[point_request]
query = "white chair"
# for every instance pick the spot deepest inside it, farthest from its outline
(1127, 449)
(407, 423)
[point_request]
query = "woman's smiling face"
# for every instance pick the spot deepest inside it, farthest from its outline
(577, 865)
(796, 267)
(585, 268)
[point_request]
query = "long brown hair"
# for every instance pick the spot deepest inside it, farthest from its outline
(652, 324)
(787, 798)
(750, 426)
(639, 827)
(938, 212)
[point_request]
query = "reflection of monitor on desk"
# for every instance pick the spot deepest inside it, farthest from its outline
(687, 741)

> **WRITTEN TASK**
Rewrite the records above, replacing every "query" with "prompt" and leaving all else unchanged.

> **EXERCISE OUTPUT**
[point_request]
prompt = "white chair"
# for every instance pick the spot deepest inside it, farthest from its outline
(1127, 449)
(407, 423)
[point_request]
prompt = "woman's smiling face"
# for every instance pick the spot deepest inside it, farthest from its outline
(577, 865)
(796, 267)
(585, 268)
[point_request]
prompt = "long brown hair"
# for every instance pick the spot deepest inside it, farthest from its outline
(652, 324)
(787, 798)
(750, 426)
(639, 827)
(938, 212)
[point_request]
prompt = "reflection of monitor on desk"
# for every instance pick the spot deepest inside it, farthest from its outline
(687, 741)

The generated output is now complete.